**GIVEN INSTRUCTION**: Copy the following data line for line, without any changes.

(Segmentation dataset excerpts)
## START
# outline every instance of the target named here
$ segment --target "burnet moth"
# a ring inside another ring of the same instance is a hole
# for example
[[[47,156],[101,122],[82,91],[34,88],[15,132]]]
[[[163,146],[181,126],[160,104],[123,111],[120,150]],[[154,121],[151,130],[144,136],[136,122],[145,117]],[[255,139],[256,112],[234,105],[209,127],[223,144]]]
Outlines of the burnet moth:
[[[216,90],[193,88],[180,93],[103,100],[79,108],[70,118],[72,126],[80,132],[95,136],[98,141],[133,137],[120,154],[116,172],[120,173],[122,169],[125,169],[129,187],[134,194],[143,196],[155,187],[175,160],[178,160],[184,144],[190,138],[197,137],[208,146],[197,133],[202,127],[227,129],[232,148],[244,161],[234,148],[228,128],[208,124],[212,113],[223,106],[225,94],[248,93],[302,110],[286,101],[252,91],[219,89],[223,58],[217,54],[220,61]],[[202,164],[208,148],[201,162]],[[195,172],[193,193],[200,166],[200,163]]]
## END
**ANSWER IN FULL**:
# outline every instance of the target named here
$ segment --target "burnet moth"
# a ring inside another ring of the same instance is a hole
# for example
[[[47,156],[101,122],[82,91],[34,88],[15,132]]]
[[[163,146],[181,126],[160,104],[123,111],[120,150]],[[154,121],[151,130],[144,136],[136,122],[145,117]],[[255,139],[256,112],[234,105],[209,127],[223,144]]]
Outlines of the burnet moth:
[[[216,90],[193,88],[180,93],[103,100],[79,108],[70,118],[72,126],[80,132],[95,136],[98,141],[133,137],[120,154],[116,172],[120,173],[122,169],[125,169],[129,187],[134,194],[143,196],[155,187],[175,160],[178,160],[184,144],[190,138],[197,137],[208,146],[197,133],[202,127],[227,129],[232,148],[244,161],[234,148],[228,128],[208,124],[212,113],[223,106],[225,94],[248,93],[302,110],[286,101],[252,91],[219,89],[223,58],[217,54],[220,61]],[[202,164],[208,148],[201,162]],[[195,172],[193,193],[200,166],[200,163]]]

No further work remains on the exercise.